## BAHAN PENGERJAAN
- A) Transkripsikan persis seluruh bagian berita tentang Perbup beasiswa, mulai dari "Dalam kesempatan itu" terus sampai "pokok pikiran (pokir).".
- B) Nyatakan apakah tiap pernyataan berikut sesuai dengan berita tentang Perbup beasiswa, jawab ya atau tidak, lalu kutip persis kata-kata penentunya dari berita: (i) RDP dipimpin oleh Wakil Ketua I DPRD Sumbawa, H. Berlian Rayes; (ii) Endra menyebut kedatangan pihaknya bertujuan untuk konfrontasi; (iii) rombongan Pemda Sumbawa dikomandani oleh Kepala BKAD.

----- TEKS SUMBER

SUMBAWA BESAR, samawarea.com (25 September 2025) – Puluhan petinggi Universitas Samawa (UNSA) mendatangi DPRD Kabupaten Sumbawa, Kamis (25/9/25). Kedatangan para akademisi dari kampus tertua ini untuk mempersoalkan Peraturan Bupati (Perbup) Sumbawa Nomor 28 Tahun 2025 tentang Pemberian Beasiswa Pendidikan.
Untuk mencari solusi dari aspirasi ini, digelar Rapat Dengar Pendapat (RDP) yang menghadirkan lintas komisi dan dipimpin Wakil Ketua I DPRD Sumbawa, H. Berlian Rayes S.Ag., M.M.Inov. Ikut didampingi Ketua Komisi IV Muhammad Takdir SE., M.M.Inov, Ketua Komisi I Muhammad Faesal S.AP., M.M.Inov, serta dihadiri sejumlah anggota dari lintas komisi. Sementara dari Pemda Sumbawa dikomandani Sekda Dr. H. Budi Prasetiyo S.Sos., M.AP didampingi Asisten I dan Asisten III, Kepala BKAD, dan jajaran terkait lainnya.
Dalam kesempatan itu Koordinator Forum Dosen Universitas Samawa (UNSA), Endra Saifuddin SH MH, menyampaikan kritik tajam terhadap Peraturan Bupati (Perbup) Sumbawa Nomor 28 Tahun 2025 tentang Pemberian Beasiswa Pendidikan tersebut. Endra menilai Perbup tersebut bermasalah secara substansi dan prosedur, bahkan terkesan “cacat hukum”.
Menurut Endra, Perbup ini menimbulkan keresahan bukan hanya di kalangan akademisi, namun juga di antara para anggota DPRD Sumbawa yang selama ini aktif memberikan bantuan pendidikan kepada mahasiswa melalui mekanisme hibah pokok pikiran (pokir).
“Kami datang ke sini bukan untuk konfrontasi, tapi membuka ruang diskusi. Banyak pihak, termasuk kampus-kampus di Sumbawa, merasa khawatir dengan lahirnya Perbup ini. Bahkan, anggota dewan pun merasa dibatasi dalam memberikan beasiswa lewat pokir,” ujarnya.

----------
----- DATA MENTAH

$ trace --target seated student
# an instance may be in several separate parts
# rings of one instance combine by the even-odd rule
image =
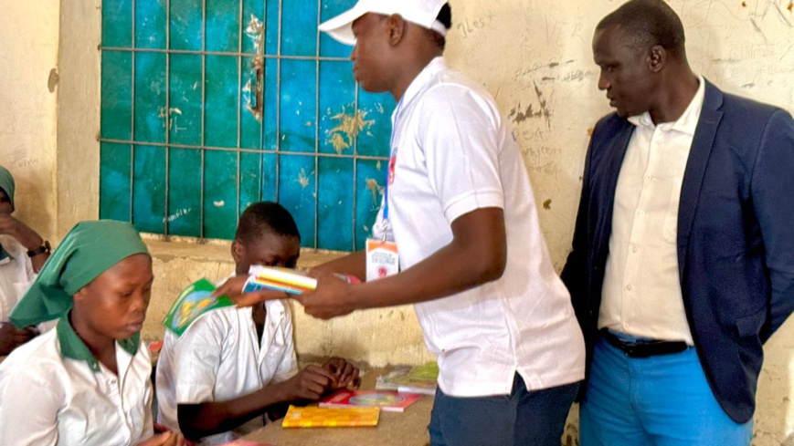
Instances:
[[[231,246],[237,275],[252,264],[293,268],[300,253],[298,228],[281,205],[245,210]],[[261,428],[263,415],[283,403],[357,381],[358,370],[342,359],[298,371],[285,300],[226,307],[202,316],[181,337],[166,332],[155,379],[158,421],[218,444]]]
[[[141,342],[152,259],[129,223],[78,223],[11,312],[55,329],[0,364],[0,439],[14,445],[178,446],[154,435],[152,362]]]
[[[38,334],[35,327],[17,328],[8,315],[49,257],[49,244],[14,213],[14,177],[0,166],[0,356]]]

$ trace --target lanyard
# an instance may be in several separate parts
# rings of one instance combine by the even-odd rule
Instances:
[[[405,98],[405,95],[403,95]],[[389,139],[389,157],[388,166],[386,170],[386,183],[383,186],[383,241],[386,242],[386,233],[388,233],[388,183],[389,180],[394,179],[394,168],[397,163],[397,146],[395,146],[395,135],[397,134],[397,125],[399,122],[400,110],[403,106],[403,98],[400,98],[397,102],[397,109],[394,114],[394,122],[391,125],[391,138]]]

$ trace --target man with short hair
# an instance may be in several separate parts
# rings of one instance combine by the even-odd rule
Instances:
[[[8,355],[38,334],[16,328],[8,315],[49,257],[49,244],[14,213],[14,177],[0,166],[0,356]]]
[[[321,25],[355,45],[364,89],[398,101],[374,236],[397,244],[402,271],[352,285],[328,274],[363,277],[355,253],[317,268],[317,291],[298,299],[322,318],[414,304],[440,369],[433,445],[558,446],[584,376],[581,333],[513,135],[444,60],[450,27],[445,0],[361,0]]]
[[[748,445],[762,344],[794,308],[794,120],[690,68],[661,0],[593,37],[596,125],[563,270],[588,344],[583,446]]]

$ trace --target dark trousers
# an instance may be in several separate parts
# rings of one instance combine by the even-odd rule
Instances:
[[[436,390],[432,446],[560,446],[578,382],[527,391],[517,373],[510,395],[456,398]]]

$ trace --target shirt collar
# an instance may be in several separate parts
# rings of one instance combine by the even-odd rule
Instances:
[[[400,99],[399,105],[395,108],[394,112],[392,113],[392,124],[394,124],[395,119],[397,118],[397,113],[404,109],[406,107],[410,104],[410,102],[418,96],[419,92],[424,88],[424,87],[432,80],[433,76],[447,68],[447,62],[444,60],[443,56],[439,56],[433,58],[433,60],[429,63],[422,71],[414,78],[414,80],[411,81],[411,84],[406,89],[406,92],[403,93],[403,97]]]
[[[661,130],[676,130],[690,136],[694,135],[694,130],[697,129],[697,121],[700,118],[700,111],[703,109],[703,101],[705,98],[705,79],[704,79],[703,76],[698,75],[697,80],[699,82],[697,92],[695,92],[694,97],[689,102],[689,106],[687,106],[683,113],[674,122],[662,122],[659,124],[658,127]],[[637,127],[655,127],[653,120],[651,119],[651,114],[647,111],[641,115],[629,118],[629,122]]]
[[[82,339],[79,338],[77,332],[71,327],[69,321],[69,315],[63,316],[56,326],[55,329],[58,334],[58,341],[60,344],[60,354],[64,358],[76,359],[79,361],[86,361],[91,371],[97,373],[100,371],[100,363],[94,355],[89,350]],[[121,346],[130,355],[134,356],[138,352],[138,346],[141,342],[141,334],[135,333],[129,339],[117,340],[116,344]]]

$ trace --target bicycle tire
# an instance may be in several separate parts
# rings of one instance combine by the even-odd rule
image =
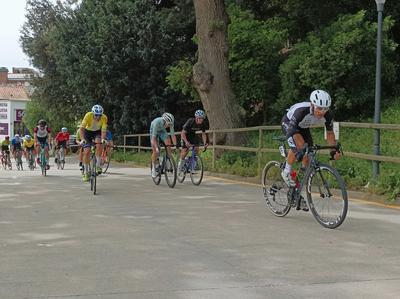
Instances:
[[[270,161],[265,165],[261,176],[267,207],[272,214],[278,217],[286,216],[291,209],[288,198],[289,187],[281,177],[281,172],[282,163]]]
[[[42,175],[47,176],[47,169],[46,169],[46,156],[43,152],[40,153],[40,167],[42,168]]]
[[[159,166],[161,167],[161,165]],[[150,163],[150,173],[153,169],[153,161]],[[157,171],[157,176],[155,178],[151,177],[153,179],[154,184],[159,185],[161,182],[161,171]]]
[[[328,175],[331,175],[331,177],[329,178]],[[319,164],[318,168],[312,170],[308,175],[306,192],[308,206],[319,224],[334,229],[343,223],[348,210],[348,197],[343,178],[335,168],[328,164]],[[319,192],[319,198],[313,195],[316,192]],[[329,205],[329,208],[325,213],[323,210],[327,205]],[[336,207],[340,205],[339,208],[335,209],[338,211],[335,213],[336,216],[330,216],[334,213],[332,205]]]
[[[110,166],[110,161],[111,161],[111,149],[110,149],[110,151],[108,152],[108,154],[106,155],[106,160],[105,160],[105,162],[104,162],[104,164],[103,165],[105,165],[105,169],[103,170],[103,173],[106,173],[107,172],[107,170],[108,170],[108,167]]]
[[[194,156],[192,159],[194,159],[195,161],[192,161],[192,163],[195,165],[195,168],[197,166],[199,166],[199,169],[190,169],[190,180],[192,181],[192,184],[195,186],[199,186],[201,184],[201,181],[203,180],[203,174],[204,174],[204,170],[203,170],[203,159],[200,156]],[[193,166],[193,164],[191,165],[191,168]],[[199,173],[199,177],[196,180],[196,174]]]
[[[187,158],[186,158],[187,159]],[[176,174],[176,179],[178,180],[179,183],[183,183],[185,181],[186,178],[186,173],[187,173],[187,163],[186,163],[186,159],[182,161],[182,163],[184,163],[183,165],[183,171],[181,171],[179,169],[179,167],[177,168],[177,174]]]
[[[165,180],[170,188],[174,188],[176,184],[176,164],[174,158],[169,155],[165,156],[164,162],[164,170],[165,170]],[[172,173],[172,178],[169,177],[169,174]]]

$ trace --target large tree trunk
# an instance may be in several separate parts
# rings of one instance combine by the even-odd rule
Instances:
[[[211,129],[238,128],[243,125],[229,78],[227,42],[228,16],[224,0],[193,0],[196,12],[198,61],[193,81],[207,113]],[[243,143],[243,135],[228,134],[228,144]],[[218,138],[221,141],[221,138]]]

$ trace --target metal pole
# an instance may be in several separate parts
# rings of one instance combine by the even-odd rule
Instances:
[[[261,177],[261,158],[262,158],[262,149],[263,146],[263,130],[262,128],[259,129],[258,131],[258,152],[257,152],[257,156],[258,156],[258,163],[257,163],[257,175],[259,177]]]
[[[212,170],[215,170],[215,145],[216,145],[216,141],[215,141],[215,132],[213,132],[213,157],[212,157],[212,162],[211,162],[211,168]]]
[[[378,37],[376,42],[376,77],[375,77],[375,113],[374,123],[381,122],[381,51],[382,51],[382,14],[383,4],[377,4],[378,10]],[[374,154],[380,155],[380,130],[375,129],[374,133]],[[372,162],[372,177],[379,175],[379,161]]]
[[[126,136],[124,135],[124,161],[126,162]]]

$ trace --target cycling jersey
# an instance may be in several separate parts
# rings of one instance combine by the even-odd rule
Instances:
[[[40,126],[37,126],[33,129],[33,132],[38,138],[47,138],[51,132],[51,129],[48,126],[45,126],[43,129]]]
[[[282,126],[285,126],[288,138],[302,129],[308,129],[318,124],[325,124],[326,130],[332,131],[333,117],[330,111],[328,111],[322,118],[317,118],[313,114],[311,102],[293,105],[282,119]]]
[[[69,140],[69,133],[66,132],[58,132],[55,138],[58,142],[68,141]]]
[[[167,129],[164,127],[164,119],[162,117],[155,118],[150,125],[150,139],[152,138],[161,138],[162,141],[165,141],[168,138],[168,135],[172,136],[175,134],[174,126],[171,125],[169,127],[170,132],[167,133]]]
[[[107,130],[107,116],[104,114],[101,115],[99,120],[94,119],[94,113],[88,112],[85,114],[85,117],[82,120],[81,126],[85,128],[87,131],[102,131]]]
[[[196,135],[197,131],[202,131],[203,133],[206,131],[206,125],[204,121],[201,124],[196,123],[196,119],[194,117],[189,118],[186,123],[183,125],[183,130],[186,132],[186,138],[191,144],[197,144],[198,135]]]
[[[81,129],[78,129],[78,131],[76,131],[76,142],[80,141],[81,141]]]
[[[107,130],[106,139],[107,139],[107,141],[111,141],[112,140],[112,133],[111,133],[110,130]]]
[[[3,140],[1,142],[1,150],[2,151],[8,151],[10,148],[10,140]]]
[[[24,140],[23,146],[24,148],[31,148],[34,145],[34,141],[33,139],[31,139],[30,141]]]

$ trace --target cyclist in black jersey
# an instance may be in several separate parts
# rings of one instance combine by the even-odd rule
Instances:
[[[291,177],[292,165],[296,161],[302,161],[303,166],[308,164],[304,157],[304,144],[313,145],[310,127],[316,124],[325,124],[327,141],[329,145],[336,145],[333,133],[333,117],[329,111],[332,100],[330,95],[323,90],[314,90],[310,95],[309,102],[297,103],[288,109],[282,118],[282,131],[286,135],[289,152],[286,159],[282,178],[289,186],[296,183]],[[340,158],[339,152],[332,153],[335,160]]]
[[[201,139],[203,141],[203,144],[205,147],[208,146],[207,134],[205,133],[206,126],[204,124],[205,118],[206,118],[206,114],[204,113],[204,111],[197,110],[194,113],[194,117],[189,118],[186,121],[186,123],[183,125],[182,132],[181,132],[182,151],[181,151],[181,155],[179,158],[178,170],[182,169],[183,160],[185,159],[185,157],[189,151],[189,147],[191,145],[194,145],[196,147],[197,154],[199,152],[200,138],[198,137],[198,135],[196,135],[197,131],[201,131]]]

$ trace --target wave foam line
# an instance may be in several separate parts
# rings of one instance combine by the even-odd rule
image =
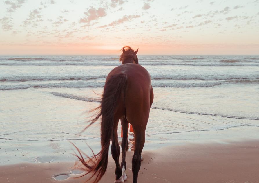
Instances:
[[[229,129],[230,128],[234,128],[236,127],[244,127],[244,126],[251,126],[253,127],[259,127],[259,126],[257,125],[238,125],[236,126],[230,126],[229,127],[227,127],[226,128],[219,128],[218,129],[210,129],[208,130],[188,130],[187,131],[184,131],[184,132],[168,132],[167,133],[157,133],[152,134],[146,134],[145,135],[145,136],[151,136],[152,135],[163,135],[163,134],[173,134],[174,133],[189,133],[190,132],[204,132],[204,131],[218,131],[220,130],[227,130],[228,129]],[[11,138],[7,138],[5,137],[3,138],[0,138],[0,139],[3,139],[3,140],[17,140],[17,141],[70,141],[70,140],[96,140],[96,139],[101,139],[101,138],[99,137],[98,138],[82,138],[81,139],[69,139],[67,138],[66,139],[12,139]]]
[[[0,77],[1,81],[47,81],[50,80],[86,80],[105,78],[106,75],[99,76],[24,76]]]
[[[57,92],[50,92],[53,95],[61,96],[63,97],[67,98],[69,98],[71,99],[75,99],[76,100],[80,100],[84,101],[87,101],[88,102],[100,102],[100,101],[97,99],[95,98],[88,98],[82,96],[77,96],[72,94],[64,94],[60,93],[58,93]],[[168,108],[164,108],[163,107],[151,107],[151,108],[152,109],[160,109],[161,110],[164,110],[166,111],[173,111],[176,112],[180,112],[181,113],[184,113],[187,114],[197,114],[199,115],[206,115],[208,116],[217,116],[218,117],[222,117],[228,118],[235,118],[236,119],[250,119],[255,120],[259,120],[259,119],[256,118],[247,118],[246,117],[242,117],[238,116],[225,116],[224,115],[221,115],[220,114],[211,114],[209,113],[198,113],[194,112],[188,112],[188,111],[183,111],[180,110],[174,110],[171,109],[169,109]]]
[[[103,87],[104,82],[85,82],[78,81],[75,82],[68,82],[58,83],[39,84],[25,84],[0,85],[0,90],[26,89],[29,88],[68,87],[84,88],[97,87]]]
[[[23,76],[0,77],[0,81],[46,81],[51,80],[87,80],[105,78],[106,75],[99,76]],[[230,80],[259,79],[259,74],[160,74],[151,75],[152,79],[174,79],[177,80]]]
[[[259,119],[256,118],[248,118],[247,117],[242,117],[238,116],[225,116],[224,115],[221,115],[220,114],[216,114],[207,113],[198,113],[195,112],[188,112],[188,111],[183,111],[179,110],[174,110],[171,109],[169,109],[168,108],[164,108],[163,107],[151,107],[151,108],[152,109],[161,109],[162,110],[165,110],[166,111],[173,111],[174,112],[180,112],[181,113],[185,113],[187,114],[197,114],[199,115],[206,115],[208,116],[217,116],[219,117],[221,117],[223,118],[235,118],[236,119],[251,119],[254,120],[259,120]]]
[[[100,102],[100,100],[98,99],[93,98],[88,98],[88,97],[86,97],[80,95],[72,95],[67,94],[59,93],[58,92],[51,92],[50,93],[52,95],[54,95],[56,96],[62,97],[65,98],[71,98],[71,99],[75,99],[75,100],[86,101],[87,102]]]
[[[166,134],[171,134],[174,133],[188,133],[189,132],[204,132],[206,131],[215,131],[220,130],[228,130],[232,128],[235,128],[237,127],[242,127],[243,126],[252,126],[253,127],[259,127],[259,126],[257,125],[238,125],[237,126],[230,126],[226,128],[219,128],[218,129],[211,129],[210,130],[190,130],[184,132],[168,132],[167,133],[158,133],[155,134],[150,135],[146,135],[146,136],[151,136],[152,135],[164,135]]]

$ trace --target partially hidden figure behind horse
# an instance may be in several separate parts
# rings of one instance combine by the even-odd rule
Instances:
[[[135,134],[135,150],[132,160],[133,183],[137,182],[141,152],[145,143],[145,131],[153,94],[150,75],[139,64],[136,55],[138,49],[134,51],[129,46],[125,48],[126,49],[123,48],[119,58],[122,64],[113,69],[106,78],[101,105],[97,108],[99,112],[86,128],[101,117],[101,150],[97,154],[88,157],[88,160],[85,161],[77,149],[80,155],[77,156],[87,171],[84,175],[92,173],[89,179],[95,177],[94,182],[99,182],[106,171],[111,139],[112,155],[116,164],[114,182],[124,182],[127,180],[125,158],[128,145],[129,123],[133,127]],[[120,149],[117,131],[120,119],[123,133],[120,165],[119,160]]]

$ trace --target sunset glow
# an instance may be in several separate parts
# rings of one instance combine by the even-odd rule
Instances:
[[[258,55],[259,1],[6,0],[0,55]]]

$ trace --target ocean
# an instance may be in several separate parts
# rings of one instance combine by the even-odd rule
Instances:
[[[0,56],[2,144],[93,140],[99,145],[98,123],[82,130],[99,104],[106,76],[120,64],[119,58]],[[259,56],[138,58],[154,91],[147,143],[165,137],[181,140],[183,134],[191,139],[188,134],[193,132],[259,127]],[[119,124],[118,129],[119,135]]]

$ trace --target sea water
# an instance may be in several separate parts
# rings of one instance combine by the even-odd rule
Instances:
[[[138,59],[154,92],[146,141],[259,126],[259,56]],[[1,56],[0,139],[99,139],[99,122],[82,130],[106,76],[120,64],[118,56]]]

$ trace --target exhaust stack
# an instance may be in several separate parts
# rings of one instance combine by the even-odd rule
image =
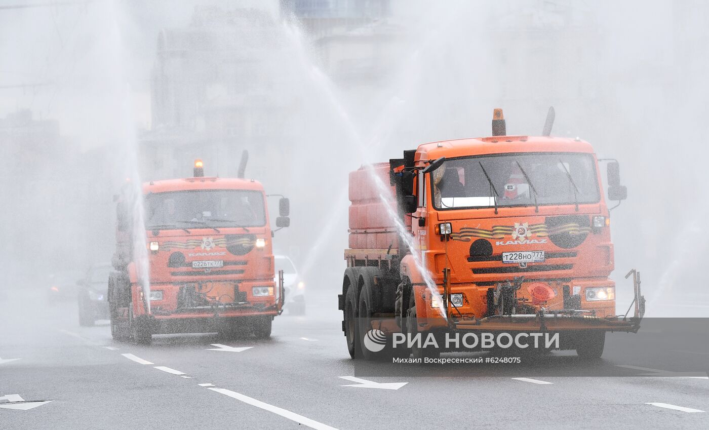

----------

## KUNCI JAWABAN
- A)
Dalam kesempatan itu Koordinator Forum Dosen Universitas Samawa (UNSA), Endra Saifuddin SH MH, menyampaikan kritik tajam terhadap Peraturan Bupati (Perbup) Sumbawa Nomor 28 Tahun 2025 tentang Pemberian Beasiswa Pendidikan tersebut. Endra menilai Perbup tersebut bermasalah secara substansi dan prosedur, bahkan terkesan “cacat hukum”.
Menurut Endra, Perbup ini menimbulkan keresahan bukan hanya di kalangan akademisi, namun juga di antara para anggota DPRD Sumbawa yang selama ini aktif memberikan bantuan pendidikan kepada mahasiswa melalui mekanisme hibah pokok pikiran (pokir).

- B)
(i) Ya: "dipimpin Wakil Ketua I DPRD Sumbawa, H. Berlian Rayes S.Ag., M.M.Inov"
(ii) Tidak: "Kami datang ke sini bukan untuk konfrontasi, tapi membuka ruang diskusi."
(iii) Tidak: "dikomandani Sekda Dr. H. Budi Prasetiyo S.Sos., M.AP"